• [Problem description]
Only lines that contain the word "wagon" belong in the answer; copy them from the records below.

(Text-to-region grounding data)
Content starts
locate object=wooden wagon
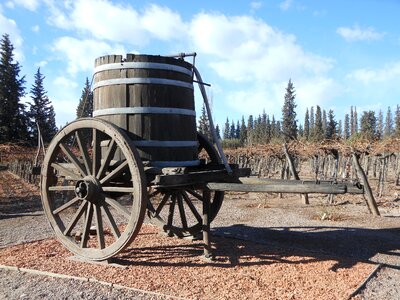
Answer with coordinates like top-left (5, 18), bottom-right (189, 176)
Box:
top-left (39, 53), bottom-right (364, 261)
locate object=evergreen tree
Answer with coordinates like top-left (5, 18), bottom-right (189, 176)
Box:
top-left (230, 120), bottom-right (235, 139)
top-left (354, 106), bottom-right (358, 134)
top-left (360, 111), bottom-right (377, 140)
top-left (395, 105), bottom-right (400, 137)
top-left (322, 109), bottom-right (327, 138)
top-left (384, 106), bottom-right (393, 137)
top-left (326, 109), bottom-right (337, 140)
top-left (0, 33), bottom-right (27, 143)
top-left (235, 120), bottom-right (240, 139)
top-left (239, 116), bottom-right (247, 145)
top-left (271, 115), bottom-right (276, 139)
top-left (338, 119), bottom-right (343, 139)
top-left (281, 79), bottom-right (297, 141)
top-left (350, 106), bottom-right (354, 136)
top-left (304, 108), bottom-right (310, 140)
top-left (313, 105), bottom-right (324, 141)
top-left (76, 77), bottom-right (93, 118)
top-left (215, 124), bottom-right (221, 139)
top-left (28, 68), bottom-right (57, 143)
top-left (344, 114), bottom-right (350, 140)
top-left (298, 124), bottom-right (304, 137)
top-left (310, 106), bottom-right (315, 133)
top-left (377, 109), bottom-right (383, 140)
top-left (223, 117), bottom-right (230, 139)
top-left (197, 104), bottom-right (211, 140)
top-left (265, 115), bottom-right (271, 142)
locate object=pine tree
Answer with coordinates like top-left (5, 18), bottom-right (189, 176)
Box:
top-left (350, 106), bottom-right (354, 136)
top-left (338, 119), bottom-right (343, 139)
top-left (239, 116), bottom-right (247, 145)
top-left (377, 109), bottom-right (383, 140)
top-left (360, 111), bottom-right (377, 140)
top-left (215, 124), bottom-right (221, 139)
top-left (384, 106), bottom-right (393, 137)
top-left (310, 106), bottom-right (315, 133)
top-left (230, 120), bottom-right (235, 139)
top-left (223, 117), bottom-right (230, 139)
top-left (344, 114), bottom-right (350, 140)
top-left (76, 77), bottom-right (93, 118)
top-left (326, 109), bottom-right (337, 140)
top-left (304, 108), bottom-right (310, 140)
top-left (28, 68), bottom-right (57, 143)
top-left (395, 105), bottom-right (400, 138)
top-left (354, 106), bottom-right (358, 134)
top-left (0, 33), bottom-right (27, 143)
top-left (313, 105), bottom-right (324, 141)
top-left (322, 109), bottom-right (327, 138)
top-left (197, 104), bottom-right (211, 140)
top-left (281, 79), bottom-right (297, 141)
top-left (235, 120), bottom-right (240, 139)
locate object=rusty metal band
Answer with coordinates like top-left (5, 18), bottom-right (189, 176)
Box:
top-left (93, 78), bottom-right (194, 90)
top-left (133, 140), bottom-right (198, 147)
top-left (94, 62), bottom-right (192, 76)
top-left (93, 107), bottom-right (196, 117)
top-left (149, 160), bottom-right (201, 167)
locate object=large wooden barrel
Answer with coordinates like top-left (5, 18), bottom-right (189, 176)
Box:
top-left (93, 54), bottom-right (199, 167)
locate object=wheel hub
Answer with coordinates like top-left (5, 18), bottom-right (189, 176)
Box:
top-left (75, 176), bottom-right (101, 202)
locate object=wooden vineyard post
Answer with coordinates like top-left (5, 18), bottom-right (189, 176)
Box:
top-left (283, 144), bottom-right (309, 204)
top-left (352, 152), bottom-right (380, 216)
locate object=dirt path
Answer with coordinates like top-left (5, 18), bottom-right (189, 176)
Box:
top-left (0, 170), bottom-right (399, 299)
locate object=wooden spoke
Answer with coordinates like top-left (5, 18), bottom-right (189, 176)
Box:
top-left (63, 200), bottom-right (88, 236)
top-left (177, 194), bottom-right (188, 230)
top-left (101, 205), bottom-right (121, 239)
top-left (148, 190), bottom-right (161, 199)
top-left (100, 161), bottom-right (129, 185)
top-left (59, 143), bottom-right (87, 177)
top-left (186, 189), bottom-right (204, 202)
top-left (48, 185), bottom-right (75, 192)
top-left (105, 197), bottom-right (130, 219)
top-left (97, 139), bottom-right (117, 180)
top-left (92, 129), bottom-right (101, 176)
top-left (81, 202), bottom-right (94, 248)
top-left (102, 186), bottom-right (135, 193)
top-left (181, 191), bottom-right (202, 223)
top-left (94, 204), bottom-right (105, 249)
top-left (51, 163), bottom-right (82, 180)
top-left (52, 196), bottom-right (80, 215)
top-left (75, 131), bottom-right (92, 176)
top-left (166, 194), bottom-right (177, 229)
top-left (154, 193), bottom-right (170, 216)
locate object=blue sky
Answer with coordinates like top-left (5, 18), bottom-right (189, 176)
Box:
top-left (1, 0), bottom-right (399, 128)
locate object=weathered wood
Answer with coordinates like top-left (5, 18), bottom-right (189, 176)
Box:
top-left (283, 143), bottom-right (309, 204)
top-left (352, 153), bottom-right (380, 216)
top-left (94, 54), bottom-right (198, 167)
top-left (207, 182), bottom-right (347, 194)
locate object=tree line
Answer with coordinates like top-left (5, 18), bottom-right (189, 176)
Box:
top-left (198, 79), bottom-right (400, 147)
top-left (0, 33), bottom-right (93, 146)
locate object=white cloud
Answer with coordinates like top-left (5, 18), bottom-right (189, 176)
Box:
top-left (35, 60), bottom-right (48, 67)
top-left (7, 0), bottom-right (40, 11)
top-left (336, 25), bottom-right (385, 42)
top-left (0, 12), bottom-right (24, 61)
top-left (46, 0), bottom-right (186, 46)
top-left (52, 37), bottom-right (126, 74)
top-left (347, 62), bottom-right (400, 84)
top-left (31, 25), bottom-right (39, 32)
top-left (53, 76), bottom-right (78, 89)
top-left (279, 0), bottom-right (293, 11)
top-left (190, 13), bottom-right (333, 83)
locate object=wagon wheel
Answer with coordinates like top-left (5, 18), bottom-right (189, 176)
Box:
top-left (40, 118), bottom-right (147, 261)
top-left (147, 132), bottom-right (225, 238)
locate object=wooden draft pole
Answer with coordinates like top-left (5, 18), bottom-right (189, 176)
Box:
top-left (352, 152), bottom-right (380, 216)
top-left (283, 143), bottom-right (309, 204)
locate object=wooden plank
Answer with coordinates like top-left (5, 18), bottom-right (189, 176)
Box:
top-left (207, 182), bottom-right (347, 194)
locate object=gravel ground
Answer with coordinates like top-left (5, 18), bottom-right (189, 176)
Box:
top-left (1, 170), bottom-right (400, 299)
Content ends
Content starts
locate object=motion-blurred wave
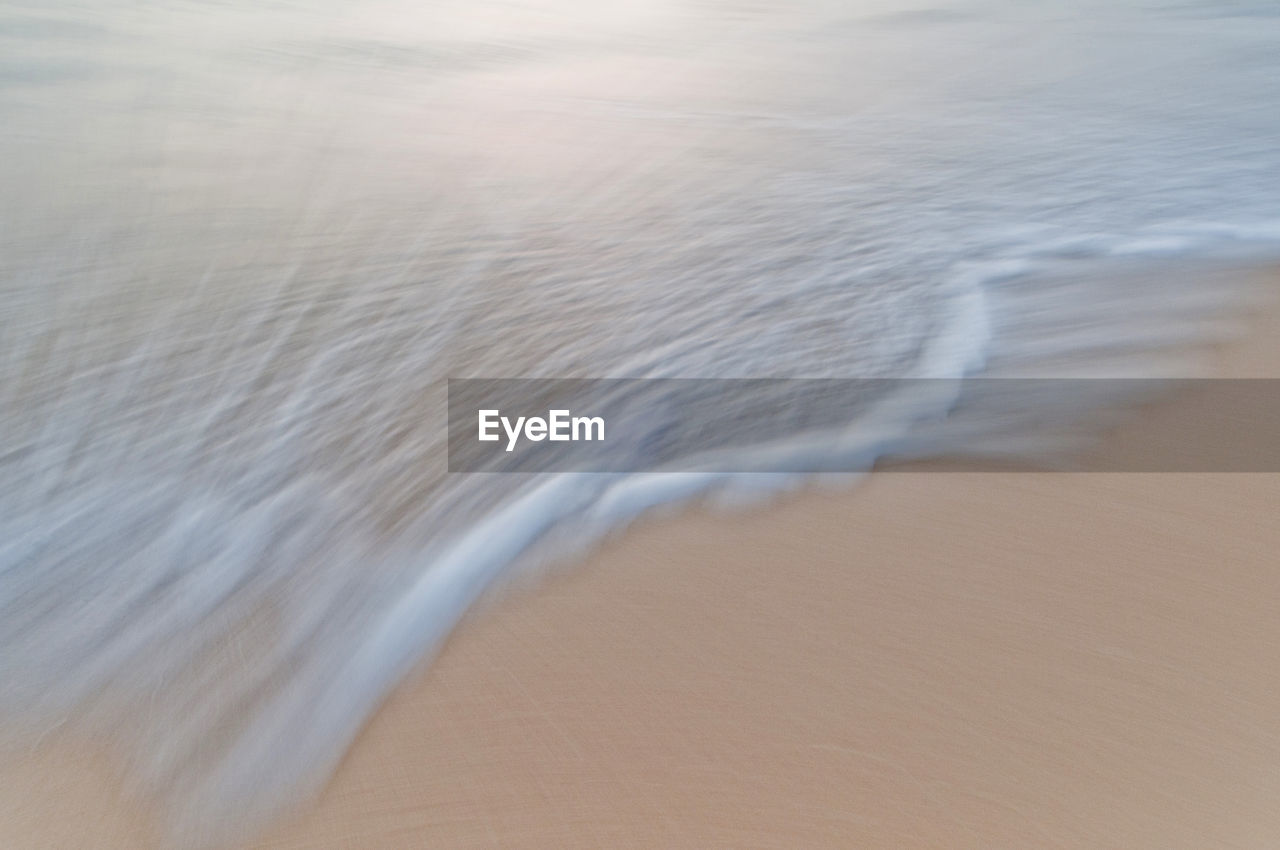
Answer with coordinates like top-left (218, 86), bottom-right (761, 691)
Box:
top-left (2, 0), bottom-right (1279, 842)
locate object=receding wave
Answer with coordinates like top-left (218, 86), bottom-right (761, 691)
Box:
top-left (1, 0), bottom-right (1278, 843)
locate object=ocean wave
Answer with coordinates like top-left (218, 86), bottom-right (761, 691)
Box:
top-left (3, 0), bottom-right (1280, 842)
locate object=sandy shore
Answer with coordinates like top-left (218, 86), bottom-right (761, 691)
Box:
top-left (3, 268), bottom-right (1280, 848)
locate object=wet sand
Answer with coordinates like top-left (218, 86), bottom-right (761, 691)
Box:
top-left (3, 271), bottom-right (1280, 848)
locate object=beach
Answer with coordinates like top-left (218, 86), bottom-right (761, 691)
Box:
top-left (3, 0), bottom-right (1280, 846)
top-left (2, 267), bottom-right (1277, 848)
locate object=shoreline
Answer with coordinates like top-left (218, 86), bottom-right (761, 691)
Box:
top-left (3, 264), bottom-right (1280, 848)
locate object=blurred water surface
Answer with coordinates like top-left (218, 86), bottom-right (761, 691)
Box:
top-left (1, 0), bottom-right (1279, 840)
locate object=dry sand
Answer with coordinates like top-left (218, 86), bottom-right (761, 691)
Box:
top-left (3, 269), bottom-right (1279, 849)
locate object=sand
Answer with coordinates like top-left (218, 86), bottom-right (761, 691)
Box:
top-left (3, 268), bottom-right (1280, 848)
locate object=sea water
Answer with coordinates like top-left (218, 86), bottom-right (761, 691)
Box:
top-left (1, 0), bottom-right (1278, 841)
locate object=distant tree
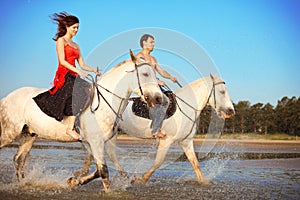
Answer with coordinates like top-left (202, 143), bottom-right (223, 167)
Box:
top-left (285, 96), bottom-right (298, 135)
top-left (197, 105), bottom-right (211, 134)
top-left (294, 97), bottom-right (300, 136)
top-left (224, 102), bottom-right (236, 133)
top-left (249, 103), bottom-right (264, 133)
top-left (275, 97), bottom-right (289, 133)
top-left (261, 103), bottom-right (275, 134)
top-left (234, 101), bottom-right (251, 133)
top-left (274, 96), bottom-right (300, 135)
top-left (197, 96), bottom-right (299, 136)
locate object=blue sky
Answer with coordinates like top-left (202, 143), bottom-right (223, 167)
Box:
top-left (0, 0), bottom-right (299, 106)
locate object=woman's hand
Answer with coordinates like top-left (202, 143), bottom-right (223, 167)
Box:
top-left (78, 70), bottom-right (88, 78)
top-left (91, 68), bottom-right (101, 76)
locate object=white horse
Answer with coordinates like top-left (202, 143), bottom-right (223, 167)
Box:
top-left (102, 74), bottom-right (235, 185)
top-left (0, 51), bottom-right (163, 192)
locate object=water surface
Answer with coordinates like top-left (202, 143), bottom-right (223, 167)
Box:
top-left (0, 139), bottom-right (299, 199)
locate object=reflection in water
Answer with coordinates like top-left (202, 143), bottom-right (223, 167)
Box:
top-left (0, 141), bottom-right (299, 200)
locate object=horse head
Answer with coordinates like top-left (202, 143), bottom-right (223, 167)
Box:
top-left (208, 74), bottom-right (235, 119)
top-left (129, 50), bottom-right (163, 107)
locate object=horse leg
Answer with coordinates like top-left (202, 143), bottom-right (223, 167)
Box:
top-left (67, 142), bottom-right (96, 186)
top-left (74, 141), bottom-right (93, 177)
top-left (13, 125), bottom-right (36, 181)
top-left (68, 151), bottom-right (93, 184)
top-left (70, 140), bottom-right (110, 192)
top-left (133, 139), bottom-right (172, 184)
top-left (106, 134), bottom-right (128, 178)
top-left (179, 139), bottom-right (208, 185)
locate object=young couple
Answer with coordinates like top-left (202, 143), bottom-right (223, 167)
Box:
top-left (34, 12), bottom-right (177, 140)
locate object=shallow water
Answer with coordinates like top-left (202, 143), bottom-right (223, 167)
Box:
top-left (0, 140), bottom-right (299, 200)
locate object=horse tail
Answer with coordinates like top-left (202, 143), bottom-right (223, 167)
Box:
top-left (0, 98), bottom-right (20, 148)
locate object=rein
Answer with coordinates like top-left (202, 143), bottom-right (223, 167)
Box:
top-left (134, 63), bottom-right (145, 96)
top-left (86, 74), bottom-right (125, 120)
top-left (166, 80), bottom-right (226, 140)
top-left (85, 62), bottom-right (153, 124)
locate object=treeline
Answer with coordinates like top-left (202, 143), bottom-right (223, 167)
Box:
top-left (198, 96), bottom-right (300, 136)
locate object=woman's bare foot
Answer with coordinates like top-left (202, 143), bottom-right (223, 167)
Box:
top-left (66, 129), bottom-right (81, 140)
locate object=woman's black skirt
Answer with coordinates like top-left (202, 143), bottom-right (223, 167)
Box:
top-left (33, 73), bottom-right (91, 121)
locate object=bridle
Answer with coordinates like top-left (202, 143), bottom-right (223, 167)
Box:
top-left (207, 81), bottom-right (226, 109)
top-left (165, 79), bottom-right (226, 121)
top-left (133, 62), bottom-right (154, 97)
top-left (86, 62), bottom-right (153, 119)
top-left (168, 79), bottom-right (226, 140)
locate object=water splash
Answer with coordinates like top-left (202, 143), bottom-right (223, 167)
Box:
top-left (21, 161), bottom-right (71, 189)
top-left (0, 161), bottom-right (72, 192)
Content ends
Content starts
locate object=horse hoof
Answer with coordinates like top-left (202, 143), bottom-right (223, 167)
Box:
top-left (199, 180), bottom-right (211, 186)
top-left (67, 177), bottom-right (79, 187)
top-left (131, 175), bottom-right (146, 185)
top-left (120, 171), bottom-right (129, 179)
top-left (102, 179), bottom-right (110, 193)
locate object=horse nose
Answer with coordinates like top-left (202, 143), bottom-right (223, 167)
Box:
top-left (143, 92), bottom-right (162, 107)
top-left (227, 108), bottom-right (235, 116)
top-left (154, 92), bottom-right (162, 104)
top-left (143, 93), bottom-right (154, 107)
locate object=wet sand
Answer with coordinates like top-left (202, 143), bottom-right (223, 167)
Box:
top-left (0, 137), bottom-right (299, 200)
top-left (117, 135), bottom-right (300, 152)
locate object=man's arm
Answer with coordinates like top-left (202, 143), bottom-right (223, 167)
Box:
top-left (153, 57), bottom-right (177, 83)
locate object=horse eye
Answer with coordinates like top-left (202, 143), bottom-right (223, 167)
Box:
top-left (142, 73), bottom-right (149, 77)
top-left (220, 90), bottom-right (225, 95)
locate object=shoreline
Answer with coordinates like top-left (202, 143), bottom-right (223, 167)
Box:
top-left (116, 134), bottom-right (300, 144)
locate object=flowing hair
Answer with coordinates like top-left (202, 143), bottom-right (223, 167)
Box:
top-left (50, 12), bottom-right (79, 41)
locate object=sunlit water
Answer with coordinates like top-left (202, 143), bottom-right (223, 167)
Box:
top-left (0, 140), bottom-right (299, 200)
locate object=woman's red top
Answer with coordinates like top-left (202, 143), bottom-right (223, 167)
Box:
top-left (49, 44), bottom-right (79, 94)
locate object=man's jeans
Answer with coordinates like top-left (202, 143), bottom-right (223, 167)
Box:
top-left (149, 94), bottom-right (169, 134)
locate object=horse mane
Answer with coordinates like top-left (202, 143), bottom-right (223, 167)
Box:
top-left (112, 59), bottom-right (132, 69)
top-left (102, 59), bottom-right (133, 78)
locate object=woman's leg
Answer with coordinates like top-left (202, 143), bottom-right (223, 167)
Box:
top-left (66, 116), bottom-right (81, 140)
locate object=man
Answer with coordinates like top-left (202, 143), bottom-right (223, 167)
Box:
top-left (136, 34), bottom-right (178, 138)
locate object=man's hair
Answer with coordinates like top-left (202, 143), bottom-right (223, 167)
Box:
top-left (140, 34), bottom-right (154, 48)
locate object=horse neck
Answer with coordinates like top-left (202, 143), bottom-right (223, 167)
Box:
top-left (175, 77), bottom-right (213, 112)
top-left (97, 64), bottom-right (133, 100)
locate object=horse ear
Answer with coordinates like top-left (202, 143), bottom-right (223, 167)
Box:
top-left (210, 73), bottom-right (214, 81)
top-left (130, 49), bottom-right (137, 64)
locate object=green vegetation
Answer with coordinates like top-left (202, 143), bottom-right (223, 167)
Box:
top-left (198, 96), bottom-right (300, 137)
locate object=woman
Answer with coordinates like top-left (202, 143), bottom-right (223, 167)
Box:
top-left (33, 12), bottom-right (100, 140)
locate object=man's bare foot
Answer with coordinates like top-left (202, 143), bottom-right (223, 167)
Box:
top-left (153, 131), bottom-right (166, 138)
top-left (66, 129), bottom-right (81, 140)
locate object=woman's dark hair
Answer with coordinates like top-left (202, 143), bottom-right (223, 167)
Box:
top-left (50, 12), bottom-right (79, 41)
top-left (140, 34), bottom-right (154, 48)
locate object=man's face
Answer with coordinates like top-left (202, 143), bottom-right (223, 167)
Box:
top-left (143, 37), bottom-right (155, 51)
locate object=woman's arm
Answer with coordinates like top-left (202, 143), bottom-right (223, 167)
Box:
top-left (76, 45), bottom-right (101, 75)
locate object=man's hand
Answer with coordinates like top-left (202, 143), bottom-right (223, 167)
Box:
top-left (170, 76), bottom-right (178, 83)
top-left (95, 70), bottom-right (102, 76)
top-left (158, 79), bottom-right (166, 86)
Content ends
• [Solution to the exercise]
locate object=wooden wagon
locate object=wagon wheel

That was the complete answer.